• [Exercise requirements]: From the entries below, tally how many lines contain "eyeglasses" and report only that figure.

[Records from a data collection]
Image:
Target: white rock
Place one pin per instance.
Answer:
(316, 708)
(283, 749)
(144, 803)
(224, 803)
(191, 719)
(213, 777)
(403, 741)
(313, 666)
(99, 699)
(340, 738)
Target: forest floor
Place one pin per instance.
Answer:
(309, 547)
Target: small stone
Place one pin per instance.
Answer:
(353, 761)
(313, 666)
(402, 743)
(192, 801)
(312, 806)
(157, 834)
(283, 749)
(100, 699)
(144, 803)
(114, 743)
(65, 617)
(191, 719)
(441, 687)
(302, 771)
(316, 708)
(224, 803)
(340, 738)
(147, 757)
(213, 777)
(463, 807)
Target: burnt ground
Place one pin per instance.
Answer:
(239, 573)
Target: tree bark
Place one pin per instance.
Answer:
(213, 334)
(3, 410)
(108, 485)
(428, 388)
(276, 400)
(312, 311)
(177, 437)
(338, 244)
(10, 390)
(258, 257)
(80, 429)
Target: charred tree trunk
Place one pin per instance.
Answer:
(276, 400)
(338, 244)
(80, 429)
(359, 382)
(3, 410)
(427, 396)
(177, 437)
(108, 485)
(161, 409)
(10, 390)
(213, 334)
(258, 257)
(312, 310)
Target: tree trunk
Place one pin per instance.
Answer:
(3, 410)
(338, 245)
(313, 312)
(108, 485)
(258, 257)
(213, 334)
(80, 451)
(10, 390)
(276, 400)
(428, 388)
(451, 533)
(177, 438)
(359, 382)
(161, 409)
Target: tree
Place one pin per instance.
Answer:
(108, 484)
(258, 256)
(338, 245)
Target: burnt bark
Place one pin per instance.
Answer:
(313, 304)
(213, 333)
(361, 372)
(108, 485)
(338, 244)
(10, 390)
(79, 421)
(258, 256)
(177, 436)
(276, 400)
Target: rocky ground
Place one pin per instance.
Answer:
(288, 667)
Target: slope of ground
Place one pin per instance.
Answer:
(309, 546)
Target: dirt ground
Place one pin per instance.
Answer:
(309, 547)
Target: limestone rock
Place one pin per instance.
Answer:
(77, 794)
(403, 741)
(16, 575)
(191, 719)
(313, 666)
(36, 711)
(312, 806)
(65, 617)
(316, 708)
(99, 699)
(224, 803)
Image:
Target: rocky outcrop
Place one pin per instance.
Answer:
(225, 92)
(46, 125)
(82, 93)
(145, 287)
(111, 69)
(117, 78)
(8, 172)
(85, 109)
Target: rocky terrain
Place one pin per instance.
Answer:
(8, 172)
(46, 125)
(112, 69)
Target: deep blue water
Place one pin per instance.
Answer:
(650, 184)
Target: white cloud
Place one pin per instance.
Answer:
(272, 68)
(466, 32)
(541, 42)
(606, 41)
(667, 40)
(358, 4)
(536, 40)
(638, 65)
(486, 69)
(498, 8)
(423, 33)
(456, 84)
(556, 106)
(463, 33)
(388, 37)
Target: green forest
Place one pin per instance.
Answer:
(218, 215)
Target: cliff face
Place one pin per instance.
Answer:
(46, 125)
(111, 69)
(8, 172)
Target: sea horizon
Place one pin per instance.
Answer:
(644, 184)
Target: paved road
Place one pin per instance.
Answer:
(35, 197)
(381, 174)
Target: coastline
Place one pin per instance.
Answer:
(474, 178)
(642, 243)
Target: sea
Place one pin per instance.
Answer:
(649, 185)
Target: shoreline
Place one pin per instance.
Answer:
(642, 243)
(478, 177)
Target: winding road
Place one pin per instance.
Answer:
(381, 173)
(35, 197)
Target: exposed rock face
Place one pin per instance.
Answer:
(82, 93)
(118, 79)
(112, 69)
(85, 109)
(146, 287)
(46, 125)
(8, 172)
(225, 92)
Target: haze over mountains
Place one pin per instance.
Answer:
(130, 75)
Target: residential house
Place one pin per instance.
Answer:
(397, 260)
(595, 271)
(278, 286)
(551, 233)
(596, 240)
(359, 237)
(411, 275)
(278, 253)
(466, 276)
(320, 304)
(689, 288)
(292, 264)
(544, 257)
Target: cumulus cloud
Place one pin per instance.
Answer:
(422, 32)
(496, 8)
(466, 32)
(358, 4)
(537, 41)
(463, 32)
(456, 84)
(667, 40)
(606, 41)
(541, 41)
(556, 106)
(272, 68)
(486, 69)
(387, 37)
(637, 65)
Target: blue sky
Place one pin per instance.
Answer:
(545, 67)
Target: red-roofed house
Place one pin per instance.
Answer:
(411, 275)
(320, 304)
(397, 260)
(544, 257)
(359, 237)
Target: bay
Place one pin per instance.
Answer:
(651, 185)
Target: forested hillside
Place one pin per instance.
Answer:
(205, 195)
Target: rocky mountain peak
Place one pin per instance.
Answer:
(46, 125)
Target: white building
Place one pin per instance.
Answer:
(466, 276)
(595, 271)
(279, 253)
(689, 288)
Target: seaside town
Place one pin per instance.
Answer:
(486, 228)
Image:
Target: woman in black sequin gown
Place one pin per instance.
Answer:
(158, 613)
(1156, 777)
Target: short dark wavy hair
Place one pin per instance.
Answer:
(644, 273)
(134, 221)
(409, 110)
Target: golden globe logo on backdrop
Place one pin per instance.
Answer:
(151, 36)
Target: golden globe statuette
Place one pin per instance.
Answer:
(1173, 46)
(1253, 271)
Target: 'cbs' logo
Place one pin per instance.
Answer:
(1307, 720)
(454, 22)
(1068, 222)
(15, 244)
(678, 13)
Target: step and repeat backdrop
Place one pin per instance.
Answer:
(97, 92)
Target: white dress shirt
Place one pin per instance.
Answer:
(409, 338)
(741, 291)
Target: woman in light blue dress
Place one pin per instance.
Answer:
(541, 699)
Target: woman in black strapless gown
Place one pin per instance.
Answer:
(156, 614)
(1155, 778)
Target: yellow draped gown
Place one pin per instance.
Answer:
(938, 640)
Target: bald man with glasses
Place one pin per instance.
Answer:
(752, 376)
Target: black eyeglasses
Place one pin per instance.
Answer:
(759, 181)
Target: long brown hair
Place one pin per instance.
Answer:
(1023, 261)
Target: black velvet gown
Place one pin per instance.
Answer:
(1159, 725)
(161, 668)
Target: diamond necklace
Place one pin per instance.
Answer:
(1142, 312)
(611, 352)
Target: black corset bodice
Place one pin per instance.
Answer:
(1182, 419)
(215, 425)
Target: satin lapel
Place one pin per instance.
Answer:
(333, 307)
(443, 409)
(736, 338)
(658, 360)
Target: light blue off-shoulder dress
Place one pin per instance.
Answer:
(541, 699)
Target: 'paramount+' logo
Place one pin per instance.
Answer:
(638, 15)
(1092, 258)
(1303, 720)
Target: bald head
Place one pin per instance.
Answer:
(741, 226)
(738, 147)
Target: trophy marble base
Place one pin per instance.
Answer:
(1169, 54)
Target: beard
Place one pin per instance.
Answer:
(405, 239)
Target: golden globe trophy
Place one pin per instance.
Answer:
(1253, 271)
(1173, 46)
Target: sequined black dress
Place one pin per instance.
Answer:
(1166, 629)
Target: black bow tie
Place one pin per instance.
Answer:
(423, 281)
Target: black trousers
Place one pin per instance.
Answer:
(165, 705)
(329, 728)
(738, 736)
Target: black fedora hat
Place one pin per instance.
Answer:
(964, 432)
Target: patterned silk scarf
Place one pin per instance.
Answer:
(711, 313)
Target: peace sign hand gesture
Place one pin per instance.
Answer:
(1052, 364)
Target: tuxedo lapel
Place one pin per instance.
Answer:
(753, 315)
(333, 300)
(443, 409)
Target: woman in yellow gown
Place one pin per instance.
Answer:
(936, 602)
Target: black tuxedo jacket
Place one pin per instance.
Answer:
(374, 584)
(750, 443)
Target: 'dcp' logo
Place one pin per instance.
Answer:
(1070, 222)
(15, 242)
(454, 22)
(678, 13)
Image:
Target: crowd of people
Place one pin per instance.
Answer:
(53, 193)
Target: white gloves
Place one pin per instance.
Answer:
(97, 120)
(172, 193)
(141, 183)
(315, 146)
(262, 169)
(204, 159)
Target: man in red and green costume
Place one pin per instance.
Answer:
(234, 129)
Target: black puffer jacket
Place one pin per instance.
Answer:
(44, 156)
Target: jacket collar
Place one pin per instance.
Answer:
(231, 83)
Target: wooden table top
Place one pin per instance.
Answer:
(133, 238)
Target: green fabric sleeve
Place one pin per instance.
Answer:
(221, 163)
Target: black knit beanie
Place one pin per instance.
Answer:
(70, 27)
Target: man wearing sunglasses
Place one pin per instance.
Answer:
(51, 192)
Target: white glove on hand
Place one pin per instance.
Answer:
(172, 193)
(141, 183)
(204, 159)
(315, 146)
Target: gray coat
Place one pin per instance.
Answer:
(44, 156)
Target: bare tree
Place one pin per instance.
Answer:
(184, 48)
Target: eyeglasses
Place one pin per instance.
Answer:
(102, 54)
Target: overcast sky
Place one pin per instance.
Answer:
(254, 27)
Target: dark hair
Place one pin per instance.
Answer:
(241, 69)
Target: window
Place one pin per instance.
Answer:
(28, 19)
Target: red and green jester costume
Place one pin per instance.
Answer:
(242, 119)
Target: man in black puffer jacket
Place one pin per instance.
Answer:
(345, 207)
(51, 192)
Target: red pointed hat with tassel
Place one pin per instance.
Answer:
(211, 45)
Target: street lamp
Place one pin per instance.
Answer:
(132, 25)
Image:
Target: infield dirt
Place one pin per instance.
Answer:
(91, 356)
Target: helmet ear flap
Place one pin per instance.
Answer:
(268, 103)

• [Written response]: 2